Assignment:
Return the data. Every word must match.

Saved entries
=== Section Start ===

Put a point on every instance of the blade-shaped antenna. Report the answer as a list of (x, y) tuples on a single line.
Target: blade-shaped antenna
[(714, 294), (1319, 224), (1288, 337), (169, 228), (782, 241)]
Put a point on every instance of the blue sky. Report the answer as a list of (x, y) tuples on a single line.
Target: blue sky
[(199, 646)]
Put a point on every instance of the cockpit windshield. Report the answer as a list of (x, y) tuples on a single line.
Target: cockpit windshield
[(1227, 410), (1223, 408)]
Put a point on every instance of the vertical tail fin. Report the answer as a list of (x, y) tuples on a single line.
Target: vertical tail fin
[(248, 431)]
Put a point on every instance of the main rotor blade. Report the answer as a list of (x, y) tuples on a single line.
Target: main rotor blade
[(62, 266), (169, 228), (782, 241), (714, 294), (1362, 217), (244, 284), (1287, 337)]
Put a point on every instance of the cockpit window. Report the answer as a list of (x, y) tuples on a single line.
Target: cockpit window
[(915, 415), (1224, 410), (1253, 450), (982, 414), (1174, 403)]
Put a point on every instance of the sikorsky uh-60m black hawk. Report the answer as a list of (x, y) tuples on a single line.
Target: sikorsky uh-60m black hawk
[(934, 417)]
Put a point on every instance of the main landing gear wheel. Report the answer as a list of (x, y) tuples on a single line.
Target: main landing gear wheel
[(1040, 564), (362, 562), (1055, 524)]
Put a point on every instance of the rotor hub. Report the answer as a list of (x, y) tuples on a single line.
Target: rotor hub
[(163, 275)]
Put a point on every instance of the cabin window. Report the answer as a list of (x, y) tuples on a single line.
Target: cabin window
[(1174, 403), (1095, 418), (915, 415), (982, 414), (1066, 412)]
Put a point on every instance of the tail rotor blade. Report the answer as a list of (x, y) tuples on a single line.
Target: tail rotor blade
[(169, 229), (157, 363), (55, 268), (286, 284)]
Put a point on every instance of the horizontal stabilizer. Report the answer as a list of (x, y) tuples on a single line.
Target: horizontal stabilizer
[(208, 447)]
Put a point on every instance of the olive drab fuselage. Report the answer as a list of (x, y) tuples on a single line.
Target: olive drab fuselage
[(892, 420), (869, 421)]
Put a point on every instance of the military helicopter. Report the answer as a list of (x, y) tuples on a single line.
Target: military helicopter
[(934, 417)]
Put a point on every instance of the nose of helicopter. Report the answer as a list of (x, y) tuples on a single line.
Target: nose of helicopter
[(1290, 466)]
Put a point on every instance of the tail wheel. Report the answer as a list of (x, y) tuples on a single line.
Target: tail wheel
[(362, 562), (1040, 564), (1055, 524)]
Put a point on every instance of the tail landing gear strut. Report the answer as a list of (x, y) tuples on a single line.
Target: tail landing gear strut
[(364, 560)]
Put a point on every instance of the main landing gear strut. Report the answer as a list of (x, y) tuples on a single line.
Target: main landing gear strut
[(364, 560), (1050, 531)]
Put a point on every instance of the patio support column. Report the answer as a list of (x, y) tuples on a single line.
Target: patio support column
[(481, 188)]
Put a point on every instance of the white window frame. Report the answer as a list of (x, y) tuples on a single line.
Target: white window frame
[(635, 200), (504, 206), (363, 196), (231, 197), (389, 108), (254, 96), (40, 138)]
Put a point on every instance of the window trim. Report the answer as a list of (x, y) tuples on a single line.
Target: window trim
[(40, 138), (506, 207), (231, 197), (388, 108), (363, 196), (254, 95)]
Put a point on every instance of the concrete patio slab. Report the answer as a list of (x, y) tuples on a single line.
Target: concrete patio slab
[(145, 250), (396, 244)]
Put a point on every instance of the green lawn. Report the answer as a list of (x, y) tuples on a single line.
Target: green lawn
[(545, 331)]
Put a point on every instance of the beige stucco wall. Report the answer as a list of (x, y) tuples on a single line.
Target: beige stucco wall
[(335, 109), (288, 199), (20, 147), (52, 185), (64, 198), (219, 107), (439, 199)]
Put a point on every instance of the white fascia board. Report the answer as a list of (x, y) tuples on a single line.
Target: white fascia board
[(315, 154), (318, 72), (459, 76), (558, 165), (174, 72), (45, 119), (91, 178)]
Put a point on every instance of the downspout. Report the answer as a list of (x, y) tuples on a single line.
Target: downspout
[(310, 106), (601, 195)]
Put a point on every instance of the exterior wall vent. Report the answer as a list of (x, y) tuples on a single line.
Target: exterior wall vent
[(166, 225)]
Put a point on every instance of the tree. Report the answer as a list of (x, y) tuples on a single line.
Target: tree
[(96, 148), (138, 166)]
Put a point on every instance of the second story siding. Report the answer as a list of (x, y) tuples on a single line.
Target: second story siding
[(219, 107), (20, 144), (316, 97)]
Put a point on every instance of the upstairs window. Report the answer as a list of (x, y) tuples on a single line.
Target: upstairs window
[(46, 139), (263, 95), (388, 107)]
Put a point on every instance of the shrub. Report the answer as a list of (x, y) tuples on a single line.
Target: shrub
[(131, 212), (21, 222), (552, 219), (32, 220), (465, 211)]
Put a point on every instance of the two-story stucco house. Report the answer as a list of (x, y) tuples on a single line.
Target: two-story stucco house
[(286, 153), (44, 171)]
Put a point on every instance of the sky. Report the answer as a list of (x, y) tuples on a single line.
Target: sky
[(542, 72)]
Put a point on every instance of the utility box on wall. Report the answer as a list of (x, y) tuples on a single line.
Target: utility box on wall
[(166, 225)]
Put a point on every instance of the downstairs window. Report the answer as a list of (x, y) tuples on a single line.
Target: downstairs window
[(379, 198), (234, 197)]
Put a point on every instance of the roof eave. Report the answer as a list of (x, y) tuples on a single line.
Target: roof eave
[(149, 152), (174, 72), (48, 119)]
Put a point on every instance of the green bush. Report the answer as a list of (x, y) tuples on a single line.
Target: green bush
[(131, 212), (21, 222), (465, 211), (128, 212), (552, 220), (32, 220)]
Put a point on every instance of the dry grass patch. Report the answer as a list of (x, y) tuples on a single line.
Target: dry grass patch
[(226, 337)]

=== Section End ===

Finished task:
Put a point on every instance of the blade-shaped antenna. Report the answer as a list of (x, y) tuples on a single line.
Target: blade-shaped antenna
[(714, 294), (1319, 224), (1288, 337), (169, 228), (782, 241)]
Put a point on every instance of the blue sky. Report the answer as a list of (x, y) tuples on a single line.
Target: blue sky
[(199, 646)]
Put a point on every instance of the cockpit windshield. Report the answer as a list of (x, y) tuples on a single line.
Target: cockpit windshield
[(1227, 410), (1223, 408)]
Put a point on every instance of the vertical tail fin. Report the answer as a list of (x, y) tuples on a single line.
Target: vertical tail fin
[(248, 431)]
Put a point on every instance of the main rotor blade. Report the answer as a list of (x, y) tuples on a single line.
Target: main rotor blade
[(62, 266), (169, 228), (782, 241), (714, 294), (1362, 217), (244, 284), (1287, 337)]
Put a point on every instance of the cockpit window. Report the answer as a list of (x, y) tuples on a single line.
Target: cockpit window
[(915, 415), (1224, 410), (1253, 450), (982, 414), (1174, 403)]
Put a point on every instance of the sikorsky uh-60m black hawk. Report the answer as a list of (x, y) tuples on a single line.
Target: sikorsky uh-60m black hawk
[(934, 417)]
Put a point on every instance of the main landing gear wheel. Report the answer as a list of (x, y) tuples on a single line.
Target: main landing gear wheel
[(1040, 564), (362, 562), (1055, 524)]
Put a point on every instance of the rotor hub. Report the answer as a list of (x, y) tuples on a single line.
Target: rotor hub
[(163, 275)]
Put a point on every instance of the cabin window. Report the answer as a list of (x, y) tuples on a single line.
Target: cabin window
[(1174, 403), (1095, 418), (915, 415), (982, 414), (1066, 412)]
Put a point on every instance of the tail rotor blade. Report the answer as a list of (x, y) tuples on a single line.
Target: tail rotor blade
[(169, 229), (157, 363), (55, 268), (286, 284)]
Put a point on every instance of the horizontal stabilizer. Report the answer as a list of (x, y) tuples on a single line.
Target: horizontal stabilizer
[(208, 447)]
Put a point on every instance of the olive drab fuselage. Report the answer as a list of (x, y) tuples on a single line.
Target: olive drab fuselage
[(892, 420), (869, 421)]
Put a point on every instance of the military helicopter. Report the answer as a list of (x, y) tuples on a single line.
Target: military helicopter
[(934, 417)]
Put a point on every instance of the nose of helicopter. Report the answer as a list of (x, y) tuples on a single line.
Target: nose of helicopter
[(1290, 466)]
Put a point on every instance of the tail wheel. Report the answer as a list of (x, y) tuples on a single line.
Target: tail wheel
[(362, 562), (1040, 564), (1055, 524)]
Put a point on every instance of the tail landing gear strut. Report the answer as a list of (x, y) tuples on a single line.
Target: tail landing gear strut
[(364, 560)]
Put a point on every instance of the main landing gear strut. Report the answer as a list of (x, y) tuples on a single line.
Target: main landing gear strut
[(364, 560), (1050, 531)]
Put a point on every instance of the patio support column. Report the answer as a list of (x, y) tuples on a single line.
Target: patio support column
[(481, 188)]
Put a point on every instance of the white window frame. Report the answer as a list of (x, y) tuples on a single line.
Target: white window frame
[(635, 200), (504, 206), (363, 196), (231, 197), (389, 108), (254, 96), (40, 138)]
Put a point on every instance of the window trim. Report the answer as a list of (x, y) tuples on a single line.
Target: window trim
[(40, 138), (506, 207), (231, 197), (388, 108), (363, 196), (254, 95)]
Put a point on every instance of the concrete patio slab. Report the answer as a list of (x, y) tuples on a single line.
Target: concrete patio slab
[(145, 250), (396, 244)]
Put a point on every instance of the green lawn. Report the answer as a list of (x, y) tuples on a single line.
Target: green lawn
[(545, 331)]
Put a point on every instance of the beige stucco wall. Report the answer as a list of (x, y) tuples on a single line.
Target: beige stucco wall
[(335, 109), (288, 199), (20, 147), (52, 185), (64, 198), (219, 107), (439, 199)]
Put a point on every instance of the white fascia board. Report the answer as a list of (x, y) tuples on a single line.
Target: white fascia board
[(315, 154), (318, 72), (459, 76), (558, 165), (174, 72), (45, 119), (91, 178)]
Put a point on every instance of the downspout. Report the answer as a list of (x, y) tuples on a single line.
Target: downspout
[(310, 106), (601, 195)]
Put a point on every instance of the exterior wall vent. Report the answer as a list of (x, y) tuples on a single line.
Target: exterior wall vent
[(166, 225)]
Put a point on every instance of the tree. Report the answer as a list of (x, y) tuples on a single line.
Target: tree
[(96, 148), (138, 166)]
Put a point on every instance of the second story siding. Report the answer as a list of (x, y) tuples on a single line.
Target: second story siding
[(219, 107), (20, 144), (316, 97)]
Put a point on every instance of the upstairs window. Report the answer as a list of (x, y) tuples on a single line.
Target: upstairs window
[(46, 139), (263, 95), (388, 107)]
Put a point on every instance of the shrub. Report the answer as a list of (x, y) tuples on a single line.
Target: shrub
[(131, 212), (21, 222), (552, 219), (32, 220), (465, 211)]
Put a point on every instance of the two-story stucco house. Report the answer as a list of (x, y) tuples on a single line.
Target: two-story stucco house
[(286, 153), (44, 171)]
Put a point on every instance of the sky. Report the answer as a list of (x, y) tuples on a single line.
Target: sky
[(542, 72)]
Put a point on every instance of the utility box on wall. Report the answer as a list of (x, y) tuples on a single line.
Target: utility box on wall
[(166, 225)]
Put a point on every instance of the downstairs window. Report the answer as a list of (x, y) tuples on a single line.
Target: downstairs window
[(379, 198), (234, 197)]
Put a point on every instance of the roof eave. Report the answer as a list of (x, y) tuples on a single line.
Target: roof eave
[(149, 152), (174, 72), (48, 119)]
Put a point on every instance of the green bush. Report the answer as a list of (x, y) tuples on a single line.
Target: green bush
[(131, 212), (21, 222), (465, 211), (128, 212), (552, 220), (32, 220)]
Put a point on every instance of the dry grass patch. Report the answer as a list of (x, y) tuples on a single line.
Target: dry grass patch
[(226, 337)]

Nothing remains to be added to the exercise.